THE EXERCISE —
Set down each line of the data below exactly as it stands, dropping the pictures.

[Entries taken from a collection]
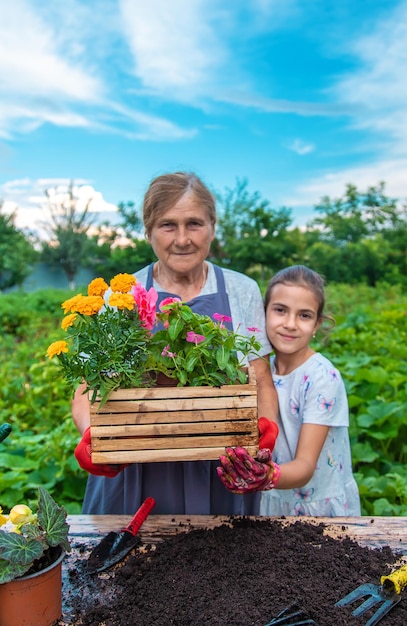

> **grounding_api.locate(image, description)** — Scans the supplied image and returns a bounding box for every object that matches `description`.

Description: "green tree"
[309,182,400,245]
[306,183,407,286]
[0,200,37,290]
[217,179,291,279]
[42,181,94,289]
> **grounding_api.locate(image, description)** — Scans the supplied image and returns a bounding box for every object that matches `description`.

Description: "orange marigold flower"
[47,341,68,359]
[61,313,78,330]
[61,293,83,313]
[71,296,105,315]
[88,278,109,296]
[109,293,135,311]
[110,274,137,293]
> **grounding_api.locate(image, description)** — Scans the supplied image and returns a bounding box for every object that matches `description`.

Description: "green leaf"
[0,532,44,566]
[38,486,70,552]
[0,558,30,584]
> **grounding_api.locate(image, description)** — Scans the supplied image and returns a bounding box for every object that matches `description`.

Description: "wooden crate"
[90,368,258,463]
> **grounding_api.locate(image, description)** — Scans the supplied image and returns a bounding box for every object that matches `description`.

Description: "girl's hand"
[258,417,278,452]
[220,447,280,494]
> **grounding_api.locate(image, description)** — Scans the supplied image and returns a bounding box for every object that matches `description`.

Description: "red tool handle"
[122,498,155,535]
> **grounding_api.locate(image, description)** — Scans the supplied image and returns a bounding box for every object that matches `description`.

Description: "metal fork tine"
[352,596,381,617]
[266,605,317,626]
[365,597,401,626]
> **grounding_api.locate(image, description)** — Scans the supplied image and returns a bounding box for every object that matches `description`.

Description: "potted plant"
[47,274,260,463]
[0,486,70,626]
[47,274,260,403]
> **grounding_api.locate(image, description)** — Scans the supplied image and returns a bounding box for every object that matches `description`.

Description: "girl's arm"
[250,356,278,422]
[276,424,329,489]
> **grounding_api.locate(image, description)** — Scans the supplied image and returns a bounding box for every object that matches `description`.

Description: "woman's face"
[149,193,215,274]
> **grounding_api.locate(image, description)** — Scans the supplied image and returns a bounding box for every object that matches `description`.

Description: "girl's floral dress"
[260,353,360,517]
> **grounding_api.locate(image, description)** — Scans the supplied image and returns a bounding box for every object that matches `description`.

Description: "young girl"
[218,265,360,517]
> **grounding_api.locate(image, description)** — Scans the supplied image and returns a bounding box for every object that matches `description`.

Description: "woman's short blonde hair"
[143,172,216,236]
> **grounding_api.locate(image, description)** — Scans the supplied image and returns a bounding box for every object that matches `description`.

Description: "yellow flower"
[9,504,34,526]
[88,278,109,296]
[0,506,8,526]
[109,293,135,311]
[75,296,105,315]
[110,274,137,293]
[61,293,83,313]
[47,341,68,359]
[61,313,78,330]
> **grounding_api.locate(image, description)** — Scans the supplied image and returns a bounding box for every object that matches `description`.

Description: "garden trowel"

TASK RESPONSE —
> **grounding_api.locate(image, description)** — Scans the supplied image and returns a bounding box for every object that matches `description`.

Description: "green tree"
[309,182,400,245]
[306,183,407,286]
[0,200,37,290]
[217,179,291,279]
[42,181,94,289]
> **grounding_api.locate(image, description)** — Scans the supplied image and returns a bounding box for every object that matches `description`.

Description: "orange marigold flower"
[47,341,68,359]
[61,313,78,330]
[61,293,83,313]
[71,296,105,315]
[88,278,109,296]
[109,293,135,311]
[110,274,137,293]
> **grounding_api.locate(image, description)** — Scans the supplied image and returns a bounding box for every object that matches `description`.

Description: "green leaf"
[0,532,44,566]
[38,486,70,552]
[0,558,30,584]
> **grounding_api.locate(image, description)** — Scans the supplied image and returns a bounding box for every object that matches `description`.

Description: "wooden crate"
[90,368,258,463]
> **grounding_api.locate(image, description)** — Scans the supplied image and returns a bounding box for every object that matches `description`.

Description: "girl's hand"
[258,417,278,452]
[220,447,280,494]
> **grounding_api.locate(image, description)** — Scans the supplied image and returns a bounding box for every object that matches `description`.

Description: "red tool handle"
[122,498,155,535]
> **grounding_api.locate(image, description)** — Scans the supplied image and returns a bounding box for every object that matches `description`.

Description: "metal fork tine"
[352,596,381,617]
[266,605,317,626]
[365,597,401,626]
> **grounding_api.locate(image, description)** — Scans the supplied image and returns a bounding box for every object that matches `description`.

Description: "potted plant"
[47,274,260,463]
[0,486,70,626]
[47,274,260,403]
> **grounding_api.locate(image, description)** — Scans the supplied image and returns a bounding box for every object that matches `description`.

Description: "girl's arm"
[250,356,278,422]
[276,424,329,489]
> **grounding_api.locate(image, description)** — Scans the supplied image and returns a bounding box for every object that matches `description`.

Description: "woman's face"
[149,193,215,274]
> **grounding_api.locate(image, description)** — Scans the supplied image and returns a bounding box for every object that matches `description`.

Description: "girl's floral dress"
[260,353,360,517]
> **grounding_api.locate(image, description)** — Scans the supplied image and returns a bounding box for every object that matches `description`.

Description: "young girl"
[218,265,360,517]
> **grounding_api.locate(image, description)** — Scans the supplied image and returns a bounding box for every object that matches `description`.

Description: "woman's short blonde hair"
[143,172,216,236]
> **grounding_api.locate(image, description)** — Scans the supplied image and returns a bounding box for every object that matches `description`.

Description: "yellow flower"
[9,504,34,526]
[88,278,109,296]
[0,506,8,526]
[109,293,135,311]
[75,296,105,315]
[110,274,137,293]
[61,293,83,313]
[47,341,68,359]
[61,313,78,330]
> **grounding_api.locate(image, description)** — Scans the supplied image and returns a bounding box for every object that matches `description`.

Description: "garden trowel"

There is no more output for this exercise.